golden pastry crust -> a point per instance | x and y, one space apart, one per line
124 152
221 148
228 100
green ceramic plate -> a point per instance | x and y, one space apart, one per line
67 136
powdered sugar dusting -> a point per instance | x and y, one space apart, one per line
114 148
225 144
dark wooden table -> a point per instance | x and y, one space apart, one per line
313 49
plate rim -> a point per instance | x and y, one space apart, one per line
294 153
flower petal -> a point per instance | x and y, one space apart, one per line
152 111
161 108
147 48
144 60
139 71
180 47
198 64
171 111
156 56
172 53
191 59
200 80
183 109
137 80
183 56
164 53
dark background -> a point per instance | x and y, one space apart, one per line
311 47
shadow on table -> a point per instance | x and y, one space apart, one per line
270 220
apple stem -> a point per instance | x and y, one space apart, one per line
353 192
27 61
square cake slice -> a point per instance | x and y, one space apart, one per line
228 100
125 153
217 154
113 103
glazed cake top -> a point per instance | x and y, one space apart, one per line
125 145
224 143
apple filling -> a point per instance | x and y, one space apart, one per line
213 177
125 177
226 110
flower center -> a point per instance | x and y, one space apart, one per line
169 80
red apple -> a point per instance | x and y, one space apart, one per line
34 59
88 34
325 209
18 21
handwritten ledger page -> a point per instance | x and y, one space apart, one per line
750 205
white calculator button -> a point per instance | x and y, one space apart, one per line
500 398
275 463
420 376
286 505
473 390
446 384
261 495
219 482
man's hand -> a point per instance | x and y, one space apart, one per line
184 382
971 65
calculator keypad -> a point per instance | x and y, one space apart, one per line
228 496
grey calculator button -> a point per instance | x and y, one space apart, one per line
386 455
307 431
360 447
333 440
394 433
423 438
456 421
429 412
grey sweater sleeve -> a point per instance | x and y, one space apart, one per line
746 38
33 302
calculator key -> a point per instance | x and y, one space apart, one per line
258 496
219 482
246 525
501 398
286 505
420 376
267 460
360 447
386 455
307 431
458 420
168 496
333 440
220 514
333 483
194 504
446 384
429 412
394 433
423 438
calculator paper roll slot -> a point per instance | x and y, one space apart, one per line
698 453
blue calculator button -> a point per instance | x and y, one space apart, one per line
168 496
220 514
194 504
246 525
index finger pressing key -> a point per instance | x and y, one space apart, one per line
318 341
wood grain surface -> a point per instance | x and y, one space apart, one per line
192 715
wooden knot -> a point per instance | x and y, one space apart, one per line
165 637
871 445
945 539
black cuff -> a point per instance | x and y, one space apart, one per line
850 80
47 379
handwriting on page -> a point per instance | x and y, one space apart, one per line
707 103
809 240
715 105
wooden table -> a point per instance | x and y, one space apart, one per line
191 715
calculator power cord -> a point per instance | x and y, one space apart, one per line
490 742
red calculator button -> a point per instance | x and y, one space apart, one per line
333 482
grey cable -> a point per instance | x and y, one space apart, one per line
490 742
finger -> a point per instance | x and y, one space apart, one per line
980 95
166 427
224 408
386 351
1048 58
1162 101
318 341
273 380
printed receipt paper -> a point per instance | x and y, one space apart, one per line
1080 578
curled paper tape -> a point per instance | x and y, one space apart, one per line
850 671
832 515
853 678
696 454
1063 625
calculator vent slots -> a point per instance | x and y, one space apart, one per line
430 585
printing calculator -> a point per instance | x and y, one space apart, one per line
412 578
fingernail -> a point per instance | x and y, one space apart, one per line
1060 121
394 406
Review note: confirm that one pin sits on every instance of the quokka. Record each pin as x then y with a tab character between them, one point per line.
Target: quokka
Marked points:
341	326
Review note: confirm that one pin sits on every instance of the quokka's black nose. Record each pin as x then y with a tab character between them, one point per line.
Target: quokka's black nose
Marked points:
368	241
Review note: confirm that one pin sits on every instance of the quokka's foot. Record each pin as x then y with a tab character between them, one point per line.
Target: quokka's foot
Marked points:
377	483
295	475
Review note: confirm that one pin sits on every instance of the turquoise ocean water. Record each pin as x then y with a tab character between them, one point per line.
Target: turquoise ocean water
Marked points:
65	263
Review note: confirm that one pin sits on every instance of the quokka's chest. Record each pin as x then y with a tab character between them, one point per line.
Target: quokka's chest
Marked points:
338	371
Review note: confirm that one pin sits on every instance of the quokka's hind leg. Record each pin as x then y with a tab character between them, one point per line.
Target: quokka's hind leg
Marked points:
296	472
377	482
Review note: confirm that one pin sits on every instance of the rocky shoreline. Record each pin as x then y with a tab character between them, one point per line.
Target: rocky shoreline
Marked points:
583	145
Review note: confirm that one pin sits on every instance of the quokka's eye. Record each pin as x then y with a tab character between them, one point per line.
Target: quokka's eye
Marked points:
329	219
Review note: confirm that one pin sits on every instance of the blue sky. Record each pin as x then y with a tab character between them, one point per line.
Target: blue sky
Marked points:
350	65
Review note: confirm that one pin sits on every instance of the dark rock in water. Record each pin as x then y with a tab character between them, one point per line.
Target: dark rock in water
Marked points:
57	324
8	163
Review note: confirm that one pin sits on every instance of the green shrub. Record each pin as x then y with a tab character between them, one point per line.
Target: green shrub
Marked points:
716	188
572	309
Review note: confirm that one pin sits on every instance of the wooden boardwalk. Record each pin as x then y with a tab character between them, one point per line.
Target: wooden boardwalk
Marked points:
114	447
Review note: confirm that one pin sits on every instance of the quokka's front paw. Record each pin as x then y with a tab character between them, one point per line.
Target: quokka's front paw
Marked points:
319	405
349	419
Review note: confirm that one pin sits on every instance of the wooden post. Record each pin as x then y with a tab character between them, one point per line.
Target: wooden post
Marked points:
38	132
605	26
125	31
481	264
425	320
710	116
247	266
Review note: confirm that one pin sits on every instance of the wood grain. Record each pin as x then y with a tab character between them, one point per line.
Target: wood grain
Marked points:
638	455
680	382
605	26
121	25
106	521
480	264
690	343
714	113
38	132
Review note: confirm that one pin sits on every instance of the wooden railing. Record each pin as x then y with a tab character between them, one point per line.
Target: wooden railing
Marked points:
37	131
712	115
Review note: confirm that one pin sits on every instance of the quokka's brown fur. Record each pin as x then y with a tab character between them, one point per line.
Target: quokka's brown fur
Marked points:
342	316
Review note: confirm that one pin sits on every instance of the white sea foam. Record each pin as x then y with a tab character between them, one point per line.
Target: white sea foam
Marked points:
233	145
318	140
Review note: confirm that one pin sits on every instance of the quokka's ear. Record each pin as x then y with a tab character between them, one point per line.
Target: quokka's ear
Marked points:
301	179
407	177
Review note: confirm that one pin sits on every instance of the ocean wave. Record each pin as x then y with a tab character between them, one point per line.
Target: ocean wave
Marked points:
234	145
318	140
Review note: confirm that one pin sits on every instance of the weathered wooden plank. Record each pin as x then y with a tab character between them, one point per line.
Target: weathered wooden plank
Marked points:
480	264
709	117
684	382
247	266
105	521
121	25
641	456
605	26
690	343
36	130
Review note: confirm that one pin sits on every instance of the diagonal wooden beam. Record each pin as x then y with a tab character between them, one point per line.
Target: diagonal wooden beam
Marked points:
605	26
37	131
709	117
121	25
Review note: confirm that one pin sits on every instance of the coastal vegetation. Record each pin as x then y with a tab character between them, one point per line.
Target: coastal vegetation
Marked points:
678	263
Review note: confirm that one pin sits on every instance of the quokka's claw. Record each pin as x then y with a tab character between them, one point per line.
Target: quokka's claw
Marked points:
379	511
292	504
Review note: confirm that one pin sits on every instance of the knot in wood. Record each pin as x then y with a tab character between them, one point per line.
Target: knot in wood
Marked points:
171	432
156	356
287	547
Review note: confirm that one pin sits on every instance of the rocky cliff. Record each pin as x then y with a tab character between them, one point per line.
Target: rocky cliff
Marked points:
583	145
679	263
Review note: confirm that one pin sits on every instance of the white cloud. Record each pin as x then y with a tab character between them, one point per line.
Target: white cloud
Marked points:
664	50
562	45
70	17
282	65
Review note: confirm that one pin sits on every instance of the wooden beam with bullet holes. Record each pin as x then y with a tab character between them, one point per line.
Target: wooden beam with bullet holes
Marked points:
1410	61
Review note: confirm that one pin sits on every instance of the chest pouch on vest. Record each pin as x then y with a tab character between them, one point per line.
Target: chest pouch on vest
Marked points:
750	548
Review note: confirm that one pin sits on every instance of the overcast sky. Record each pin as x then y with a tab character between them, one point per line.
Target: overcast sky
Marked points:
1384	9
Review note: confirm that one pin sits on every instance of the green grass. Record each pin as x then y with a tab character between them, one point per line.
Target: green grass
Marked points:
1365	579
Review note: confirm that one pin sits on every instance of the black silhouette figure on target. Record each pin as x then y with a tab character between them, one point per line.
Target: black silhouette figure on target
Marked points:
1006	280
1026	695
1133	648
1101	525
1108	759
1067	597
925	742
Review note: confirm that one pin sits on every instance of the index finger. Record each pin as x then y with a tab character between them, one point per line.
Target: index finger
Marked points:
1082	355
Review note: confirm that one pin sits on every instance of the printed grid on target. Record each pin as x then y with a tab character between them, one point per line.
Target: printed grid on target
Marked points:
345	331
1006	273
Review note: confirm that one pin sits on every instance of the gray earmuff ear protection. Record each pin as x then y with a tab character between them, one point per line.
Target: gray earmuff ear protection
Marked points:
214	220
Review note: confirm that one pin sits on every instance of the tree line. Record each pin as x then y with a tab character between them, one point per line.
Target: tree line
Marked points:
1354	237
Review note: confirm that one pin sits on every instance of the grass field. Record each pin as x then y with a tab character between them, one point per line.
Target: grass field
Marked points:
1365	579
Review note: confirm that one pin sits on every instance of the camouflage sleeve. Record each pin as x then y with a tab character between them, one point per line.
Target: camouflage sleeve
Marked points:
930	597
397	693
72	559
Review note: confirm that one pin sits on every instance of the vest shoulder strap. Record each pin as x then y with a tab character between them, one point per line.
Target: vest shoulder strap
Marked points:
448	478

*****

▸ REQUIRED ACTION
Go over the listing above and return each line with "foam".

▸ EXERCISE RESULT
Review note: confirm that one pin sits on every instance of the white sea foam. Record each pin as x then y with a tab character between them, one point per line.
Target: white sea foam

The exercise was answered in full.